Lines in the records below that contain the word "large" must each be copied.

+++++

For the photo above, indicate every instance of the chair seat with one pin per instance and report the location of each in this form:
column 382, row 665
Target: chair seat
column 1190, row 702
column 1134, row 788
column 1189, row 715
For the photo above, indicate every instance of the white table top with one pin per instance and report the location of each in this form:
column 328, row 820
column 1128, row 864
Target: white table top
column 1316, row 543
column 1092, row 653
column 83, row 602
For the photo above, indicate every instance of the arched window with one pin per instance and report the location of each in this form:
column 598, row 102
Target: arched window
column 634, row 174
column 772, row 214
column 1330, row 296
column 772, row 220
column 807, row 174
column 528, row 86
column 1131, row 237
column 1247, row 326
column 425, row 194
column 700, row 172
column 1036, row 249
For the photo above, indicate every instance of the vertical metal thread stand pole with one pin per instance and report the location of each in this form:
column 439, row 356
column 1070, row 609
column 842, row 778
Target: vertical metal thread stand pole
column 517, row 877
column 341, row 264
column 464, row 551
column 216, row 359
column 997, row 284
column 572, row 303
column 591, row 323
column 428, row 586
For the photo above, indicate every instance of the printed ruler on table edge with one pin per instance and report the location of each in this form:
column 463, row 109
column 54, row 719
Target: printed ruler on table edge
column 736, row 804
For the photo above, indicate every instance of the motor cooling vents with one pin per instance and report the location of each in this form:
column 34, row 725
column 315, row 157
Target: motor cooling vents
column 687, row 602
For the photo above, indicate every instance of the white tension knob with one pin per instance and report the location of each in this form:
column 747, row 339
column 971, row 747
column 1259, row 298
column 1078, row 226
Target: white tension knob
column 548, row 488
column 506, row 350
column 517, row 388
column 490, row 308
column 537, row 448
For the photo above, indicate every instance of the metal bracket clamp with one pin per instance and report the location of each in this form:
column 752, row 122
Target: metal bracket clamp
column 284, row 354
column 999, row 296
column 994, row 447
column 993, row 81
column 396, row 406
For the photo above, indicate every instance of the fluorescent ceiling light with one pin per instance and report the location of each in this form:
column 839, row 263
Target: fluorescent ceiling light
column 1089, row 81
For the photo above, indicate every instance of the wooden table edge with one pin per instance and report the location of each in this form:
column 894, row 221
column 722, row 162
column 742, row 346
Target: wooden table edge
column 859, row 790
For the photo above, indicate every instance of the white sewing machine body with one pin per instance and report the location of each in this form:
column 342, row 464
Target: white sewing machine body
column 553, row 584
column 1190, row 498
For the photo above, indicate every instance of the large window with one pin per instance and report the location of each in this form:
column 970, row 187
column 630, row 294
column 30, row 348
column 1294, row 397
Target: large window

+++++

### [Written reply]
For the photo above, indicate every instance of the large window with one pin per instance and report the location of each in this form:
Target: large window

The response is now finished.